Action item: Print the lines in the listing below that fall between the line with "positive clicks: (3, 71)" and the line with "729L970 670H930L909 641L869", those two lines included, exactly as they stand and with nothing else.

Data excerpts Block Start

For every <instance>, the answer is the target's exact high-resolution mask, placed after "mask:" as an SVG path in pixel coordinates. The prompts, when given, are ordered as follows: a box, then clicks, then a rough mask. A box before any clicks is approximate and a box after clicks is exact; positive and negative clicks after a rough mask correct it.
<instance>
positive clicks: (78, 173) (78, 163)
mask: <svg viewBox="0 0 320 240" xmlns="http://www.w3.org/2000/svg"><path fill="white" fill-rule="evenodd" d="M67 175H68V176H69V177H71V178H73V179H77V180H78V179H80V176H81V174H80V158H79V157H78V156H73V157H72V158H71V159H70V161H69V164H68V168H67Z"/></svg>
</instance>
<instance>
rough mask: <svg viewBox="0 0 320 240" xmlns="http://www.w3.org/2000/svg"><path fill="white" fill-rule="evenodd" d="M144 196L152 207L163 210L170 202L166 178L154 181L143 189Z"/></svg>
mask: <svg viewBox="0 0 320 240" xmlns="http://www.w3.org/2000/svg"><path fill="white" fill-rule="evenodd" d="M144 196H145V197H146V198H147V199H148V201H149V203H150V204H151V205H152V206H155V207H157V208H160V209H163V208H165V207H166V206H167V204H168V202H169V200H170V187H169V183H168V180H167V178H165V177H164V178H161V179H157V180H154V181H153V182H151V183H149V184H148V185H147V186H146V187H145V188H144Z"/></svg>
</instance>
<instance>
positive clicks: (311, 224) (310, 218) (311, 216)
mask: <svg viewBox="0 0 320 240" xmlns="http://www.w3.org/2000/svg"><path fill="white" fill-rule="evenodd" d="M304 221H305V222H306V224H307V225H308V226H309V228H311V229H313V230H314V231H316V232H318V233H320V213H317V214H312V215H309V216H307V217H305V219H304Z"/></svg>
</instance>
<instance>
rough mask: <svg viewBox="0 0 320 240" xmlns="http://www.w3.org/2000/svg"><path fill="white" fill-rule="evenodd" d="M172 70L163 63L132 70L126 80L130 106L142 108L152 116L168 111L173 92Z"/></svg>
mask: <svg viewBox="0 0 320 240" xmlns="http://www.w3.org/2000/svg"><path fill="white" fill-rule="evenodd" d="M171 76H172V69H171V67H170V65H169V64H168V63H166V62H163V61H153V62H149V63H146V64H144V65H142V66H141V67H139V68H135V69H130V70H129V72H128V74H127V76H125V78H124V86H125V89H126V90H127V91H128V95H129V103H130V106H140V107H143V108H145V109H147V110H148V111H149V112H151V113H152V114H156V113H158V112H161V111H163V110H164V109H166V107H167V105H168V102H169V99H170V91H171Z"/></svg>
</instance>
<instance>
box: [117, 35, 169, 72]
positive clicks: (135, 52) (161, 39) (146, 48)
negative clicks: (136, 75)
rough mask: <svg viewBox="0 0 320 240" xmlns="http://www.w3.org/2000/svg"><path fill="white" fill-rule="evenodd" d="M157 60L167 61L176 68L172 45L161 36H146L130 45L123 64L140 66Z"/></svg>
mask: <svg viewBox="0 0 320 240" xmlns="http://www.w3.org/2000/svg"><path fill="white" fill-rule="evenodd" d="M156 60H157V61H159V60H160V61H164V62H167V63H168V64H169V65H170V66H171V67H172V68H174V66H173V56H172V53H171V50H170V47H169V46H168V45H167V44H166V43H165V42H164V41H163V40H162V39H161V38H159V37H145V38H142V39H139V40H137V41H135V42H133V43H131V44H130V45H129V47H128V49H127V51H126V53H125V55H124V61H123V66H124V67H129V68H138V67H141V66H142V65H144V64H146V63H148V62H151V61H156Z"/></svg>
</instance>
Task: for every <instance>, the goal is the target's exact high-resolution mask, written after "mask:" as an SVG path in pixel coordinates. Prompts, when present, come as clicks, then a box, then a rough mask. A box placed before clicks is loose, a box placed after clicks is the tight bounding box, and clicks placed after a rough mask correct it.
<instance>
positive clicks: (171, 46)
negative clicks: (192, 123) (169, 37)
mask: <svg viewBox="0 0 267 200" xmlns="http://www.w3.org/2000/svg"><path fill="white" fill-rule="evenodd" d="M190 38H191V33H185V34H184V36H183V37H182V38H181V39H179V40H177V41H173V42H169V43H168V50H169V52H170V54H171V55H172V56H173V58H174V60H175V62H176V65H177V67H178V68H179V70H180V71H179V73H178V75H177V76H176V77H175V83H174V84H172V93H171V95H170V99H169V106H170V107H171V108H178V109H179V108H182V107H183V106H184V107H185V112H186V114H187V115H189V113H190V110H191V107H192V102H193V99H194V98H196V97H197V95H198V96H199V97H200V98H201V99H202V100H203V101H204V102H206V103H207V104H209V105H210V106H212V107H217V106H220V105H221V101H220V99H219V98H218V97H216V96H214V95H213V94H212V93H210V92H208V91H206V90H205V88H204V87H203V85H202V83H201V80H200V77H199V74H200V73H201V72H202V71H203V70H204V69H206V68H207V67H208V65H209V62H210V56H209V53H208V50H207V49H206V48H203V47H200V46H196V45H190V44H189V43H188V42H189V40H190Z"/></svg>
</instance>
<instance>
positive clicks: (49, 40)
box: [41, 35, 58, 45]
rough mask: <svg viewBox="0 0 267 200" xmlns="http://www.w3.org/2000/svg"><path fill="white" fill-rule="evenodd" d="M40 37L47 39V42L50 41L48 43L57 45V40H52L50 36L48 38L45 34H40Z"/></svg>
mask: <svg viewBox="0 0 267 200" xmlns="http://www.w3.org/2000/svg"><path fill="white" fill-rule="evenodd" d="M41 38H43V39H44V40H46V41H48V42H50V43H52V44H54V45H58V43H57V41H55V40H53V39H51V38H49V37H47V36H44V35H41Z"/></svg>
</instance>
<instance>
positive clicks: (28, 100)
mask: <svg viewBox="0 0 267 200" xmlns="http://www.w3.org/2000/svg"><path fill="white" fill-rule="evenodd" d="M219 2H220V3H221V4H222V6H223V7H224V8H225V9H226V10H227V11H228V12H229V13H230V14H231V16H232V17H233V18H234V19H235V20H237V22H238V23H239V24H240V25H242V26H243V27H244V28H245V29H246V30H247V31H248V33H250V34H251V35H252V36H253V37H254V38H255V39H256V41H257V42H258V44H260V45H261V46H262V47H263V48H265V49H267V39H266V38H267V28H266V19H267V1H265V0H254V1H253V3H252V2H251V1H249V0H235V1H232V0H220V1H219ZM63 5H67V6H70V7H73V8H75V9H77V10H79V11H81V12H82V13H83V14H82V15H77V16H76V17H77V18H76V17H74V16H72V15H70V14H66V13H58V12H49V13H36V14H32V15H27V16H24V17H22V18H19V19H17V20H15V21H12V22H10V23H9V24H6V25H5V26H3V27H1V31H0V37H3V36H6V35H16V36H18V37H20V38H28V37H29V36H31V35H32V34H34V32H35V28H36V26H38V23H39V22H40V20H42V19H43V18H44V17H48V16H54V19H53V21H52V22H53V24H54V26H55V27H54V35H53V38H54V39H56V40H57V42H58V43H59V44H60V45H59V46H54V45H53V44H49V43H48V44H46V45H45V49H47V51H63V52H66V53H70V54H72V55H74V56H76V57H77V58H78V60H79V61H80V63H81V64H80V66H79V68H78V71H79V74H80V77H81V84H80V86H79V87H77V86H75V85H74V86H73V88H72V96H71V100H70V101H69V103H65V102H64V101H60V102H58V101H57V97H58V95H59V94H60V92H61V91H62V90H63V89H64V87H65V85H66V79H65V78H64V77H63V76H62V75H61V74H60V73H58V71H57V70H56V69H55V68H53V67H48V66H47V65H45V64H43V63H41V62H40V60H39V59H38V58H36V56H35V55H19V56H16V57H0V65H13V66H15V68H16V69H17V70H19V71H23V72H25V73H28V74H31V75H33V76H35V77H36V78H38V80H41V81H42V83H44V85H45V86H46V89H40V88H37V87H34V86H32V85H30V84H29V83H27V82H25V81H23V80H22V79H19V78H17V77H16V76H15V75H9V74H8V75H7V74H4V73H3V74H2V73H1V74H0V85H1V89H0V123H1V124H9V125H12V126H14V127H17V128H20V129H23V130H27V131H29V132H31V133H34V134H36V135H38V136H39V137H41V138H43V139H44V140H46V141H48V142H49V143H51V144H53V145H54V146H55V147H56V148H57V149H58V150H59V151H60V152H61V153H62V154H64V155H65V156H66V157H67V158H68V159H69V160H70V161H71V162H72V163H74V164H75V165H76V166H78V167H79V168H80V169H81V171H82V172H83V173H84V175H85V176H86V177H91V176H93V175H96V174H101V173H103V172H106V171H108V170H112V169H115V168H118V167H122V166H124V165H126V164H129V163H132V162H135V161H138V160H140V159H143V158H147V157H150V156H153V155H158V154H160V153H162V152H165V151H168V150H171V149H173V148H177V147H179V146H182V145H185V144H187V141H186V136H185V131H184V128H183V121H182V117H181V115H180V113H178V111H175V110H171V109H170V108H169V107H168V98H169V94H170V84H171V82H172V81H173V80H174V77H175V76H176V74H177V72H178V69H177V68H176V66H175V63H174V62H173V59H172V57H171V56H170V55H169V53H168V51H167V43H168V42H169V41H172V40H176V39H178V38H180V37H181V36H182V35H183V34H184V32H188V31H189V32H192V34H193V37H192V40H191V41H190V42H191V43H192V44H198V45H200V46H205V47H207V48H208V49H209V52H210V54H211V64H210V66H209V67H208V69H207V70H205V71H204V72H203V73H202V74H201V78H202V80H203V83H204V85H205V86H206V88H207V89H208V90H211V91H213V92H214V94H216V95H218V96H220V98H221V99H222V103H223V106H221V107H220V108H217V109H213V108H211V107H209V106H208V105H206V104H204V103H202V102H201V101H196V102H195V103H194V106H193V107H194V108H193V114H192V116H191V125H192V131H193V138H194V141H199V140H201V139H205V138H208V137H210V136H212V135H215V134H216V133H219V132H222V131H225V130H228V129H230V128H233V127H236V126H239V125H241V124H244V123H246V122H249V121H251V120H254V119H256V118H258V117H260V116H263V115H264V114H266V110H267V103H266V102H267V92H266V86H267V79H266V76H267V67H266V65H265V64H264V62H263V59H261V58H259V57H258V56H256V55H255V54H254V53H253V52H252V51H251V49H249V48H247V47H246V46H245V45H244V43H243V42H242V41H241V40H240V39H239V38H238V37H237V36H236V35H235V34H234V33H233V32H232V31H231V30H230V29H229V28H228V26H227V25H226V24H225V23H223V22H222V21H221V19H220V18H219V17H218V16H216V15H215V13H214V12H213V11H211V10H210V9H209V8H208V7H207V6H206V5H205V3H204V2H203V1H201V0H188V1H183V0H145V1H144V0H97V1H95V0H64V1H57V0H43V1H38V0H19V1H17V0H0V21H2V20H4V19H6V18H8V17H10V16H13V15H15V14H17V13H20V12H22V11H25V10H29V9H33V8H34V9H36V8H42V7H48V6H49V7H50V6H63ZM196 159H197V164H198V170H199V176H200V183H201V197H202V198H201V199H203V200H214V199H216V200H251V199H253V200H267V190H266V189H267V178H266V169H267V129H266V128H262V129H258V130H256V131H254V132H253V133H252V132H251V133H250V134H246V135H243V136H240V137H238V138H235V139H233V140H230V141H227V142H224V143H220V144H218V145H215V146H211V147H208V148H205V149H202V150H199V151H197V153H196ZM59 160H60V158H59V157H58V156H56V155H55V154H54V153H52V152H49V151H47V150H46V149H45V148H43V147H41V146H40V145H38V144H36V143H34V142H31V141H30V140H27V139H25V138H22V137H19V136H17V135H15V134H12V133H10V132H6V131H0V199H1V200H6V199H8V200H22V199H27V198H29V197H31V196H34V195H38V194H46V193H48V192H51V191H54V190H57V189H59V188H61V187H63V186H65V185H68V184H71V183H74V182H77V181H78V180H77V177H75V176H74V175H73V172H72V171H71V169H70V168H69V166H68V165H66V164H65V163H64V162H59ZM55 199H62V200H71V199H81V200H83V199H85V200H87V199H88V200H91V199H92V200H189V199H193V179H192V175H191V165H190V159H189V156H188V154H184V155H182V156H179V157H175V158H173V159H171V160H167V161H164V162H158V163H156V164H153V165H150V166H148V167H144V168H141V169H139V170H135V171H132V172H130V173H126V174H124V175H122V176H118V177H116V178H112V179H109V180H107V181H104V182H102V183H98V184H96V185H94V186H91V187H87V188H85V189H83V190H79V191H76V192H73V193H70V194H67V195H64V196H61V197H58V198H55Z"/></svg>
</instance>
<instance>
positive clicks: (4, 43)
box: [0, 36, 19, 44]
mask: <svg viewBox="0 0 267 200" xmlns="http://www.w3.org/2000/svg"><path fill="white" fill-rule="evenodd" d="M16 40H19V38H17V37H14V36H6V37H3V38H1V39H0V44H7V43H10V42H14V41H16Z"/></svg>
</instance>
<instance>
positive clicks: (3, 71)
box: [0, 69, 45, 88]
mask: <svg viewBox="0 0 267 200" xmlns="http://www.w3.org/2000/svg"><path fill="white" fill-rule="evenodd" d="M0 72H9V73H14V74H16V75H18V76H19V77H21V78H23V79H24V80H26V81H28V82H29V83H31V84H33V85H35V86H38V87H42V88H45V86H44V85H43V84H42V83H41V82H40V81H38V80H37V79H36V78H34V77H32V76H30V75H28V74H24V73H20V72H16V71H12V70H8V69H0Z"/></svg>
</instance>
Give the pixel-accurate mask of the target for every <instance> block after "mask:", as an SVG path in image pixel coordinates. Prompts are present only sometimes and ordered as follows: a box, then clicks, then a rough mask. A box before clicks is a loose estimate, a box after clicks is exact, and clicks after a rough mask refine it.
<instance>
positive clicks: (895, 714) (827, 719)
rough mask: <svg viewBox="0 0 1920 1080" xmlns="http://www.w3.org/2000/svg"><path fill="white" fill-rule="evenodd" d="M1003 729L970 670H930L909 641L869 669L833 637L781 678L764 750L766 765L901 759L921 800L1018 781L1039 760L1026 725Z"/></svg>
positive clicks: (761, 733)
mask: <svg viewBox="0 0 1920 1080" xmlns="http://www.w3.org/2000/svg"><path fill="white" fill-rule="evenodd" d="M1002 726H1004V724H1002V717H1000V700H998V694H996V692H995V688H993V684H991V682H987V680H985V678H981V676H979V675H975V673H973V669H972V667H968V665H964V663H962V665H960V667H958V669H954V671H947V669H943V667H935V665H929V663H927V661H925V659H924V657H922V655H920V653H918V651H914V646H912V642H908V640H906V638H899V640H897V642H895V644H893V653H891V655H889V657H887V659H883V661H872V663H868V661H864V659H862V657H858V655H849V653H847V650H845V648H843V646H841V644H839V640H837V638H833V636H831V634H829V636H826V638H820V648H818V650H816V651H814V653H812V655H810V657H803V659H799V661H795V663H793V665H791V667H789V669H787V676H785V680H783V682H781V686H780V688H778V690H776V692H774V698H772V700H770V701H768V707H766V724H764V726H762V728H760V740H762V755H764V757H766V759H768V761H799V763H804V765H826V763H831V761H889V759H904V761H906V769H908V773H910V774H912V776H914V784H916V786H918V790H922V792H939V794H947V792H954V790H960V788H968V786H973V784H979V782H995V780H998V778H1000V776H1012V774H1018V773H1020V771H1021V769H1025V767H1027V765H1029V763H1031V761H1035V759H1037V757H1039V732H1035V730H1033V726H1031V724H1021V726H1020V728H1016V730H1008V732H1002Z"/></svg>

Data excerpts Block End

Answer to the problem:
positive clicks: (3, 71)
box: [0, 69, 45, 88]
mask: <svg viewBox="0 0 267 200" xmlns="http://www.w3.org/2000/svg"><path fill="white" fill-rule="evenodd" d="M0 72H9V73H14V74H16V75H18V76H19V77H21V78H23V79H24V80H26V81H28V82H29V83H31V84H33V85H35V86H38V87H42V88H45V86H44V85H43V84H42V83H41V82H40V81H38V80H37V79H36V78H34V77H32V76H30V75H28V74H24V73H20V72H16V71H12V70H8V69H0Z"/></svg>
</instance>
Give the pixel-accurate mask of the target for every <instance> block after "mask:", as an SVG path in image pixel coordinates. Prompts are present only sometimes and ordered as follows: a box, then clicks, then a rough mask. A box before clicks is a loose estimate, a box after clicks is exact, and clicks after a rough mask refine it.
<instance>
positive clicks: (895, 714) (827, 719)
rough mask: <svg viewBox="0 0 1920 1080" xmlns="http://www.w3.org/2000/svg"><path fill="white" fill-rule="evenodd" d="M1003 729L970 670H930L909 641L869 669L833 637L781 678L764 750L766 765L901 759L921 800L1018 781L1039 760L1026 725Z"/></svg>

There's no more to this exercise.